▸ Work order
Make an exact copy of the entries that come next.

Records from a collection:

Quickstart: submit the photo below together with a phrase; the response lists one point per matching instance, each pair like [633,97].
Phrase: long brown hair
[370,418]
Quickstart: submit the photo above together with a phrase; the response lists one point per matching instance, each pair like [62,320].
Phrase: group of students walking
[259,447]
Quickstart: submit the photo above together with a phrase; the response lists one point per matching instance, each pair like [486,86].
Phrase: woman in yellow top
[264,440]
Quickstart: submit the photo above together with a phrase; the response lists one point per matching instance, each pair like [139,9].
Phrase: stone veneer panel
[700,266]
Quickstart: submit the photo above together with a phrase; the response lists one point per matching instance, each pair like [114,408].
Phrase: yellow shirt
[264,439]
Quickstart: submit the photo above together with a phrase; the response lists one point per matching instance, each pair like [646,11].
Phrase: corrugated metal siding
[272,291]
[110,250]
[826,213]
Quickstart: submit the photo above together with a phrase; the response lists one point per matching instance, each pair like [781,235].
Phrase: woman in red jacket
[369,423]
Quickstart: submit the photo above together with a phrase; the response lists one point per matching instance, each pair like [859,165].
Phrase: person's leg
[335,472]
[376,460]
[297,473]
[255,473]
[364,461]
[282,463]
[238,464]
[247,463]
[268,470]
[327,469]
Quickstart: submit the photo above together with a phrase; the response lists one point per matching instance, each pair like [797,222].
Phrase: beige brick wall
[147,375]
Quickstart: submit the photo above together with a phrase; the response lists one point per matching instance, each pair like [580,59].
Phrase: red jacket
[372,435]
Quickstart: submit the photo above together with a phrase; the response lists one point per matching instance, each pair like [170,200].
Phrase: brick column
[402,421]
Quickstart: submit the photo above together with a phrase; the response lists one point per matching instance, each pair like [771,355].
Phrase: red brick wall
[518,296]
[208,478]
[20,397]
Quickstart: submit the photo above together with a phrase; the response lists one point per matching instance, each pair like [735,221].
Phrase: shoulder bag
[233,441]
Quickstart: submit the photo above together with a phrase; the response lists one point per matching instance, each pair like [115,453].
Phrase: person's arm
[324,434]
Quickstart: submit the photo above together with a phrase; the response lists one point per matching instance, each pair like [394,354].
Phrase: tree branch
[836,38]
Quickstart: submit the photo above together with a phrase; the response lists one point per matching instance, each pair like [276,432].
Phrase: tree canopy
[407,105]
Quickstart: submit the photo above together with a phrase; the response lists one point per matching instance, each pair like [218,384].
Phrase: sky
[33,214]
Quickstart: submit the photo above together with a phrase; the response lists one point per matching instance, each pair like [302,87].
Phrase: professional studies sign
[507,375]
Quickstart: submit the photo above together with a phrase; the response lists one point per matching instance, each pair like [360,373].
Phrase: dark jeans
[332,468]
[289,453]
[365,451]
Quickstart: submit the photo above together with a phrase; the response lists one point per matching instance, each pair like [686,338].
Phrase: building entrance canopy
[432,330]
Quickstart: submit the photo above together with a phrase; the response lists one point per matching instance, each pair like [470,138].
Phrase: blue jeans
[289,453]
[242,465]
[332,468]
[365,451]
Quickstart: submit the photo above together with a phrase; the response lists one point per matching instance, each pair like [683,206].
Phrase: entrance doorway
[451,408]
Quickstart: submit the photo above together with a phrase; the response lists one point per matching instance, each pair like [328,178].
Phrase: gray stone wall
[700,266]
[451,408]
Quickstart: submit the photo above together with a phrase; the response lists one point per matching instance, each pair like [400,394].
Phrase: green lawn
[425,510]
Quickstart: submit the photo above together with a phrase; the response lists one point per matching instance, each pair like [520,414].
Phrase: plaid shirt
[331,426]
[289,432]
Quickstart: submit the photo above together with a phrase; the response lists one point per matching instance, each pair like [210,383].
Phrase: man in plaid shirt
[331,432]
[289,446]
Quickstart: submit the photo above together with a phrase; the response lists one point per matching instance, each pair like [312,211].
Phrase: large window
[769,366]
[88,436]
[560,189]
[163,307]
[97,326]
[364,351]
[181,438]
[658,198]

▸ Answer to the problem
Quickstart: submit the photo below together with a phrase; the response lists one point per matching instance, each pair like [633,97].
Phrase: long brown hair
[370,418]
Quickstart: submit the photo above together with a phrase; the response lists one point per matching instance, each pair like [62,320].
Phrase: group of students walking
[259,447]
Quickstart: submit the photo above together with a phrase; the response lists one point per matching instance, each pair like [486,86].
Phrase: woman in yellow top
[264,440]
Quickstart: submit the photo above together with a phrase; the response lists one point per matching instance, each pair like [139,9].
Phrase: stone veneer panel
[700,266]
Quickstart: submit the photo above together with a phrase; the response lists one point per matching instance, each pair like [114,408].
Phrase: yellow shirt
[264,439]
Quickstart: submit the photo above together with a phrase; the response lists one point per matching instance, each pair like [646,11].
Phrase: corrugated metal siding
[272,291]
[110,250]
[826,213]
Quickstart: submit the photo above together with a phrase; the response lists one point per matching instance, each pair like [781,235].
Phrase: woman in red jacket
[369,423]
Quickstart: submit the photo above together with a phrase; the response lists one point per matching instance, each pair like [859,165].
Phrase: person's leg
[335,472]
[376,460]
[297,473]
[255,473]
[364,461]
[282,463]
[238,464]
[247,463]
[268,470]
[327,469]
Quickstart: submit the photo above together with a phrase; the response lists one point per matching instance, each pair like [797,222].
Phrase: beige brick wall
[147,375]
Quickstart: submit the photo above together with a phrase; the response lists one point per matching instance, each pair like [580,59].
Phrase: red jacket
[372,435]
Quickstart: submit the photo above together with a phrase; the response lists one point per matching instance, each pair like [170,200].
Phrase: brick column
[402,421]
Quickstart: submit the photo above together with a phrase; the response lists one point per matching instance, each pair like [771,355].
Phrase: red brick wall
[518,296]
[208,478]
[20,397]
Quickstart: submit the photo above together with a phrase; the response lists one point per matching instance, each pair like [735,221].
Phrase: shoulder bag
[233,441]
Quickstart: submit the photo above together with a phrase; the response lists one point per matching instance, each pair like [115,453].
Phrase: person's arm
[324,434]
Quickstart: submit the photo above together with a phrase; the response lists one point per matching instance, each pair like [394,354].
Phrase: tree branch
[836,38]
Quickstart: submit the photo above together with a phrase; the response lists one point per matching instance, each pair like [276,432].
Phrase: tree canopy
[407,105]
Quickstart: submit the photo above together with a phrase; the response lists one point per matching instance, each pair like [218,384].
Phrase: sky
[33,214]
Quickstart: submit the photo above together with a phrase; the response lists one point per matching instance, each pair like [302,87].
Phrase: professional studies sign
[507,375]
Quickstart: submit the photo above together with a phrase; the response lists one point per matching instance, each pair like [360,373].
Phrase: dark jeans
[332,468]
[289,453]
[365,451]
Quickstart: submit the photo above together with a phrase; the response lists one point per matching instance, each pair like [686,338].
Phrase: building entrance canopy
[432,330]
Quickstart: submit the photo above together with a phrase; the response lists one point per matching instance, each pair like [470,138].
Phrase: blue jeans
[289,453]
[242,465]
[332,468]
[365,451]
Quickstart: submit the photo above together with a phrase; the response lists one point per matching instance, each pair like [683,206].
Phrase: entrance doorway
[451,408]
Quickstart: submit the photo above together with a phrase; the response lists one point per matching instance, each pair like [328,178].
Phrase: gray stone wall
[700,266]
[451,408]
Quickstart: submit the photo above together with a phrase; the response lists one point per matching instance, each pair like [400,394].
Phrase: green lawn
[425,510]
Quickstart: submit the photo above together with a phrase; the response lists one point per matching instance, each pair like [520,414].
Phrase: plaid shirt
[331,426]
[289,432]
Quickstart: submit the photo above together with a phrase; the response lists one point per matching instance, each pair like [210,383].
Phrase: man in plaid shirt
[331,432]
[289,446]
Quickstart: submit the photo above together with a phrase; the response lists one point per matching instance, each pair like [312,211].
Phrase: large window
[769,366]
[88,436]
[560,189]
[163,307]
[97,326]
[364,351]
[181,438]
[658,198]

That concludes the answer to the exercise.